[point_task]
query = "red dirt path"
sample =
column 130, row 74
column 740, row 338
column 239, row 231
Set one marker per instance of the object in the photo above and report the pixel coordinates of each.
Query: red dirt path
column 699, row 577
┄┄┄┄┄┄┄┄┄┄┄┄┄┄┄┄┄┄┄┄
→ **WHAT THE TASK ASKS**: Can you extract every line of the data above and reproduce each one unchanged?

→ **ANSWER TO THE EXERCISE**:
[point_task]
query = "red dirt path"
sample =
column 130, row 74
column 740, row 338
column 239, row 231
Set one marker per instance of the object in the photo above and report the pixel coordinates of each.
Query: red dirt path
column 699, row 577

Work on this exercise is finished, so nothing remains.